__What you need to do__.
• A. Decide whether each statement agrees with the feature view split documentation below, answering yes or no and quoting the deciding words: (i) the method writes the training data to storage; (ii) the data can be split according to time ranges; (iii) the training data can be recreated with feature_view.get_train_validation_test_split.
• B. List every variable that the code example in the feature view split documentation below assigns the output of train_validation_test_split to.
• C. Please write a continuation of the feature view split documentation below, starting right after its final line.

(Page text Opens)

Create the metadata for a training dataset and get the corresponding training data from the offline feature store.

This returns the training data in memory and does not materialise data in storage. The training data is split into train, validation, and test set at random or according to time ranges. The training data can be recreated by calling feature_view.get_train_validation_test_split with the metadata created.

Example

# get feature store instance
fs = ...

# get feature view instance
feature_view = fs.get_feature_view(...)

# get training data
X_train, X_val, X_test, y_train, y_val, y_test = feature_view.train_validation_test_split(
    validation_size=0.3,
    test_size=0.2
)

Time Series split

# get feature store instance
fs = ...

# get feature view instance
feature_view = fs.get_feature_view(...)

(Page text Closes)
(Data section Opens)

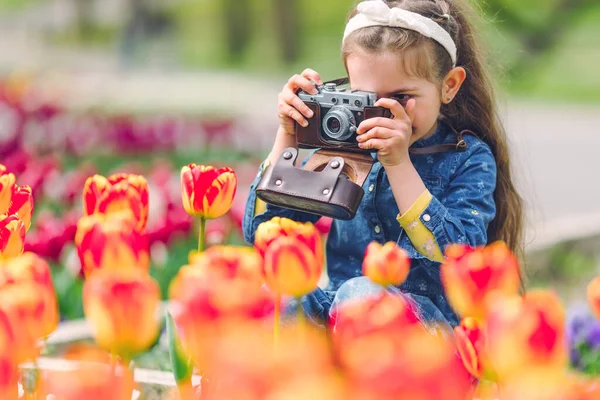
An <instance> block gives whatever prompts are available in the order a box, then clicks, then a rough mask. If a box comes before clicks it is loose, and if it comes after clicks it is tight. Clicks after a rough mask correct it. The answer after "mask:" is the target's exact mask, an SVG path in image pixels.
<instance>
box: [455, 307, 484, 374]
mask: <svg viewBox="0 0 600 400" xmlns="http://www.w3.org/2000/svg"><path fill="white" fill-rule="evenodd" d="M454 332H455V335H456V345H457V348H458V352H459V354H460V357H461V358H462V361H463V364H464V365H465V368H466V369H467V371H469V372H470V373H471V375H473V376H474V377H475V378H478V379H479V378H481V377H482V376H483V374H484V364H485V361H484V360H483V353H484V351H485V339H484V333H483V330H482V329H481V326H480V325H479V323H478V322H477V321H476V320H475V319H473V318H469V317H467V318H463V319H462V321H461V322H460V326H457V327H456V328H454Z"/></svg>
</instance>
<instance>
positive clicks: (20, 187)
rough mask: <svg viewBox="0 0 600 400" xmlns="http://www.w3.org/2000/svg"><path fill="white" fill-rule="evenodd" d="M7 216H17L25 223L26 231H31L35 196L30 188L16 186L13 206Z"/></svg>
mask: <svg viewBox="0 0 600 400" xmlns="http://www.w3.org/2000/svg"><path fill="white" fill-rule="evenodd" d="M7 214H9V215H10V214H17V215H18V216H19V219H20V220H21V221H23V224H24V225H25V230H29V228H30V227H31V217H32V215H33V194H32V192H31V188H30V187H29V186H27V185H25V186H16V185H15V188H14V191H13V194H12V201H11V205H10V207H9V209H8V212H7Z"/></svg>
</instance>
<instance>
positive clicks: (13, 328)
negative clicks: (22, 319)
mask: <svg viewBox="0 0 600 400" xmlns="http://www.w3.org/2000/svg"><path fill="white" fill-rule="evenodd" d="M13 325H15V324H13V323H11V321H10V318H9V316H8V314H7V313H6V312H4V311H3V310H2V309H1V308H0V400H16V399H17V398H18V390H17V389H18V384H17V381H18V379H19V372H18V366H17V359H16V357H15V341H16V337H15V330H18V329H19V326H18V325H17V326H13Z"/></svg>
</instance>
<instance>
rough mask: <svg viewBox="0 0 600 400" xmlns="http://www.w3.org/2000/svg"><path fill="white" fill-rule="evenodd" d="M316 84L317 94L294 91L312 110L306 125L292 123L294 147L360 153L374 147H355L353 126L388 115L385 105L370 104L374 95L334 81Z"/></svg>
mask: <svg viewBox="0 0 600 400" xmlns="http://www.w3.org/2000/svg"><path fill="white" fill-rule="evenodd" d="M316 88H317V90H318V93H317V94H310V93H306V92H304V91H300V92H298V97H299V98H300V99H301V100H302V101H303V102H304V103H305V104H306V105H307V106H308V107H309V108H310V109H311V110H312V111H313V112H314V116H313V117H312V118H309V119H308V126H307V127H303V126H302V125H300V124H298V123H296V129H295V130H296V139H297V141H298V147H300V148H304V149H314V148H321V149H323V148H324V149H336V150H340V151H351V152H361V153H369V152H374V151H376V150H364V149H361V148H360V147H358V142H357V141H356V129H357V128H358V126H359V125H360V123H361V122H362V121H363V120H365V119H368V118H373V117H387V118H390V117H391V113H390V111H389V110H388V109H386V108H383V107H375V106H374V104H375V102H376V101H377V95H376V94H375V93H371V92H363V91H360V90H351V89H344V88H339V87H338V85H337V84H336V83H334V82H330V83H326V84H324V85H321V86H317V87H316Z"/></svg>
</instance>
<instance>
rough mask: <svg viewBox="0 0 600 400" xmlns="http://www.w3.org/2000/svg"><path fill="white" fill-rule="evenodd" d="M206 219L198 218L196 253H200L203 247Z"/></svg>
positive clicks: (203, 247)
mask: <svg viewBox="0 0 600 400" xmlns="http://www.w3.org/2000/svg"><path fill="white" fill-rule="evenodd" d="M205 236H206V218H204V217H200V232H199V234H198V252H199V253H202V252H203V251H204V247H205V243H204V242H205Z"/></svg>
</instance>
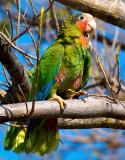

(Data section Closes)

__Answers__.
• A.
(i) No: "does not materialise data in storage."
(ii) Yes: "split into train, validation, and test set at random or according to time ranges."
(iii) Yes: "The training data can be recreated by calling feature_view.get_train_validation_test_split with the metadata created."

• B. X_train, X_val, X_test, y_train, y_val, y_test

• C.
# set up dates
start_time_train = '2017-01-01 00:00:01'
end_time_train = '2018-02-01 23:59:59'

start_time_val = '2018-02-02 23:59:59'
end_time_val = '2019-02-01 23:59:59'

start_time_test = '2019-02-02 23:59:59'
end_time_test = '2020-02-01 23:59:59'
# you can also pass dates as datetime objects

# get training data
X_train, X_val, X_test, y_train, y_val, y_test = feature_view.train_validation_test_split(
    train_start=start_time_train,
    train_end=end_time_train,
    validation_start=start_time_val,
    validation_end=end_time_val,
    test_start=start_time_test,
    test_end=end_time_test
)

Spine Groups/Dataframes

Spine groups and dataframes are currently only supported with the Spark engine and Spark dataframes.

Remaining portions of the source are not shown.